**OBJECTIVE**
Reproduce all of the material exactly as shown.

(Point placement records)
= = = = = = =

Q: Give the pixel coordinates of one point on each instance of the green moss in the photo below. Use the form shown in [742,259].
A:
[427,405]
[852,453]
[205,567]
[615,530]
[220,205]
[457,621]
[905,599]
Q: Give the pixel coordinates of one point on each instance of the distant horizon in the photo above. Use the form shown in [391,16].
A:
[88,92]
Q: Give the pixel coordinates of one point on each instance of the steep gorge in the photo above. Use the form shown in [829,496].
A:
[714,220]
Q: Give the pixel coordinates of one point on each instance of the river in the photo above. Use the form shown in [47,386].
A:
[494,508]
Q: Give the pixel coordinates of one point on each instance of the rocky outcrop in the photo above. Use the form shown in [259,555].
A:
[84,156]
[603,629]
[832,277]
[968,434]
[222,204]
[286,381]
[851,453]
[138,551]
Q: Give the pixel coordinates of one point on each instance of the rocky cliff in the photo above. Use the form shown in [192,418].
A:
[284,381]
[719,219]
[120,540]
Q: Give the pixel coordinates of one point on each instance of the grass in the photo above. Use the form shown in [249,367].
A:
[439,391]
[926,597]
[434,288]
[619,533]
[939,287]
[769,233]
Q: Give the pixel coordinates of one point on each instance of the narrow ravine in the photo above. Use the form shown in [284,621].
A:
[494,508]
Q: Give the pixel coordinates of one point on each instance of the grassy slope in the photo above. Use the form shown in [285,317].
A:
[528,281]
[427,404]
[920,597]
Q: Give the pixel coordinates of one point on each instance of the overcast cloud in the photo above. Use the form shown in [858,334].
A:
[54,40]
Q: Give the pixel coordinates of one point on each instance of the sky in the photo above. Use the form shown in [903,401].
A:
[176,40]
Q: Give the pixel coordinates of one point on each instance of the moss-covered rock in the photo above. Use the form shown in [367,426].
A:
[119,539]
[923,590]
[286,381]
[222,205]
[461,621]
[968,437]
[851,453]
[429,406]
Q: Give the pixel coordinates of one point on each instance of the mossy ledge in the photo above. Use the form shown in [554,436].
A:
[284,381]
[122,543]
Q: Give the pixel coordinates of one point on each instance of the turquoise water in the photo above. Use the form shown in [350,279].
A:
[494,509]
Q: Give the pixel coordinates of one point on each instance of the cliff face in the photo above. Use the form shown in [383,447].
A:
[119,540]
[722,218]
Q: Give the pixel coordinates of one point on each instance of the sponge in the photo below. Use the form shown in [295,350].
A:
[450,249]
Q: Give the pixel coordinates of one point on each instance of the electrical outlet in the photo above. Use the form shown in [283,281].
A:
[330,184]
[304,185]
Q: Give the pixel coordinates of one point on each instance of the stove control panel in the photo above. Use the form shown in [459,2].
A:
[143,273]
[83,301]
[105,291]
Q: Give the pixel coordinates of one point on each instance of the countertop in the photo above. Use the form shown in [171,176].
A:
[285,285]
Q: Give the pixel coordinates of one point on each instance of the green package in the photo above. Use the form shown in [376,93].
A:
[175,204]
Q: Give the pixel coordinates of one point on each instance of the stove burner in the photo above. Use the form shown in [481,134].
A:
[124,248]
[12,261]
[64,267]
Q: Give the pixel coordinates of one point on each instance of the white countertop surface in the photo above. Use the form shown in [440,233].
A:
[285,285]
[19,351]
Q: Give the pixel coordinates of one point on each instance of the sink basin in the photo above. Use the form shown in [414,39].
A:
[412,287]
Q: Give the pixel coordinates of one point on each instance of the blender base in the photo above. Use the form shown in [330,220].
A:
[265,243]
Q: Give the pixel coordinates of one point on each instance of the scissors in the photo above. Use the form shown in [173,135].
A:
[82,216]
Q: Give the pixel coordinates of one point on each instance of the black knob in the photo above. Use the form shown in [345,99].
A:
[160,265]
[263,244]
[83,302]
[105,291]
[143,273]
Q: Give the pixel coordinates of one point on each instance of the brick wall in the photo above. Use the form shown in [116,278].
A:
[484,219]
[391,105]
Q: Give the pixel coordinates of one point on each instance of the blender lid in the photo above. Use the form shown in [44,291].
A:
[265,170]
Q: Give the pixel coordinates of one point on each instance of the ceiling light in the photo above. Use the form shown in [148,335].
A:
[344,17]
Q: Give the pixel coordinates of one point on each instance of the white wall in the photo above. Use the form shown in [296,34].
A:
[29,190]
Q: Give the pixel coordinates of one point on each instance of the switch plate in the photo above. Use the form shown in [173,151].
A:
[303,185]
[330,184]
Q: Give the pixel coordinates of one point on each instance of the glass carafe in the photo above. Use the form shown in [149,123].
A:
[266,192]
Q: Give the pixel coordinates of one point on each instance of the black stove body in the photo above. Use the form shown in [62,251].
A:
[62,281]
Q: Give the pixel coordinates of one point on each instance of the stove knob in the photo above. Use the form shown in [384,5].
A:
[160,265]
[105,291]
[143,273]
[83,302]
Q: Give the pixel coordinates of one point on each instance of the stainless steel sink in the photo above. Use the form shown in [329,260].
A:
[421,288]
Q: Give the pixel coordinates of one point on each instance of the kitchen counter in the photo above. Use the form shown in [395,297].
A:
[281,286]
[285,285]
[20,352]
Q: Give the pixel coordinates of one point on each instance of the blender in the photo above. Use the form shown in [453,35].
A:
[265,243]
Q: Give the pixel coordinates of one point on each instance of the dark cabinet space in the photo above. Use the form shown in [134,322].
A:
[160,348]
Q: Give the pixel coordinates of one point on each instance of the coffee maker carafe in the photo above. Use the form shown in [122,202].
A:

= = = = = = =

**SOLUTION TO THIS EXERCISE**
Q: Give the pixel coordinates of one point on each instance of the green moss in the photo below. Use the form shown in [742,259].
A:
[427,405]
[852,453]
[205,567]
[615,530]
[220,205]
[457,621]
[905,599]
Q: Give the pixel coordinates of one point on each instance of the distant horizon in the photo above. Use the form shown in [391,16].
A:
[88,92]
Q: Give the pixel coordinates of one point on each instance of the steep gorge in the photo above. Use the form shown in [829,496].
A:
[714,220]
Q: Give the pixel coordinates of one point on each instance of the river in the photo above. Use the form shown in [47,386].
A:
[494,508]
Q: Give the pixel coordinates of one point on each instance of the rocky outcrop in the photo above. Use the form shown in [259,555].
A:
[84,156]
[603,629]
[832,277]
[968,434]
[222,204]
[286,381]
[851,453]
[138,551]
Q: Give the pixel coordinates of one point on each instance of the rocky cliff in the photo above. Use the form shown in [192,418].
A:
[284,381]
[719,219]
[120,540]
Q: Give the pixel coordinates of one point on each instance of the grass in the photo above. Use the form shown in [249,367].
A:
[439,391]
[926,597]
[434,288]
[619,533]
[939,287]
[769,233]
Q: Give the pixel coordinates of one point on each instance of the narrow ravine in the photo above. Use the form shown in [284,621].
A:
[494,508]
Q: Give the pixel coordinates of one point on each instance of the grassy slope in the photo above. Use the form shown in [285,317].
A:
[528,281]
[427,404]
[920,597]
Q: Give the pixel coordinates of one point on each instance of the overcast cloud in the photo above. Use the form shown in [858,334].
A:
[54,40]
Q: Give the pixel coordinates of one point on each instance of the sky in the photo above. Use the form shown in [903,401].
A:
[176,40]
Q: Give the pixel coordinates of one point on each instance of the moss-covered rock in the photo above. Use the form shown in [367,426].
A:
[119,539]
[923,590]
[286,381]
[222,205]
[461,621]
[968,437]
[851,453]
[429,406]
Q: Give the pixel coordinates of one point on each instance of the mossy ledge in the photo above. Use the form shown in [554,436].
A:
[284,381]
[122,543]
Q: Give the pixel coordinates of one point on each instance of the turquoise water in the photo above. Use the form shown in [350,279].
A:
[494,509]
Q: Give the pixel coordinates of one point on each instance of the cliff face in the photo above. Use the form shown in [383,447].
A:
[119,540]
[722,218]
Q: Give the pixel coordinates of one point on each instance of the sponge in the photo below. Use the form shown in [295,350].
A:
[450,249]
Q: Give the pixel coordinates of one point on each instance of the electrical outlet in the photo above. Use the form shown in [283,281].
A:
[330,184]
[304,185]
Q: Give the pixel coordinates of one point on each instance of the stove control panel in the photo above. Use the form shown in [459,2].
A:
[143,273]
[83,301]
[105,291]
Q: Give the pixel coordinates of one point on each instance of the countertop in the photo above. Use the form shown in [171,176].
A:
[285,285]
Q: Give the pixel coordinates of one point on each instance of the green package in the photo above. Use the form shown in [376,93].
A:
[175,204]
Q: Give the pixel coordinates of one point on each instance of the stove burner in the photo above. Use the form shown in [481,134].
A:
[124,248]
[12,261]
[64,267]
Q: Give the pixel coordinates of one point on each instance of the white countertop surface in the photo above. Use the form shown in [440,233].
A:
[285,285]
[19,351]
Q: Give the pixel coordinates of one point on each instance of the sink basin in the photo above. Use the form shown in [414,39].
A:
[412,287]
Q: Give the pixel coordinates of one point on each instance of the blender base in the photo above. Use the form shown in [330,220].
A:
[265,243]
Q: Give the pixel coordinates of one point on each instance of the scissors in the photo above. Use the form shown in [173,135].
A:
[82,216]
Q: Give the pixel coordinates of one point on each instance of the black knob in the photo above. Use the form shown in [345,99].
A:
[160,265]
[263,244]
[83,302]
[105,291]
[143,273]
Q: Give the pixel coordinates of one point on each instance of the brick wall in the photo above. Use the form shown in [116,278].
A:
[484,219]
[391,105]
Q: Give the pixel coordinates of one point on each instance of the blender lid in the photo above. Use the form shown in [44,291].
A:
[265,170]
Q: Give the pixel coordinates of one point on each instance of the ceiling light in the photo above. Use the form shown in [148,335].
A:
[344,17]
Q: Give the pixel coordinates of one point on each instance of the white wall in the photo above. Use the form shown in [296,34].
A:
[29,190]
Q: Give the pixel coordinates of one point on each instance of the switch plate in the photo above. Use the form shown in [173,151].
A:
[303,185]
[330,184]
Q: Give the pixel coordinates of one point on each instance of the glass carafe in the photo above. Use the form shown in [149,123].
A:
[266,192]
Q: Give the pixel coordinates of one point on each instance of the black stove body in the photo above. Use the form shown in [62,251].
A:
[62,281]
Q: Give the pixel coordinates of one point on each instance of the stove knob in the photo above. Use the form shown in [384,5].
A:
[160,265]
[105,291]
[143,273]
[83,302]
Q: Give the pixel coordinates of one point on each instance of the stainless steel sink in the photo above. Use the form shown in [329,260].
A:
[421,288]
Q: Give the pixel coordinates of one point on each instance of the kitchen counter in the photo above. Use the form shown in [395,297].
A:
[281,286]
[285,285]
[20,352]
Q: Give the pixel coordinates of one point on each instance of the blender in the photo above. Use the form shown in [453,35].
A:
[265,243]
Q: Give the pixel coordinates of one point on each instance of the dark cabinet space in the photo above. Use the form shown in [134,322].
A:
[160,348]
Q: Give the pixel coordinates of one point on each instance of the coffee maker carafe in the photo above. Use the form shown in [122,202].
A:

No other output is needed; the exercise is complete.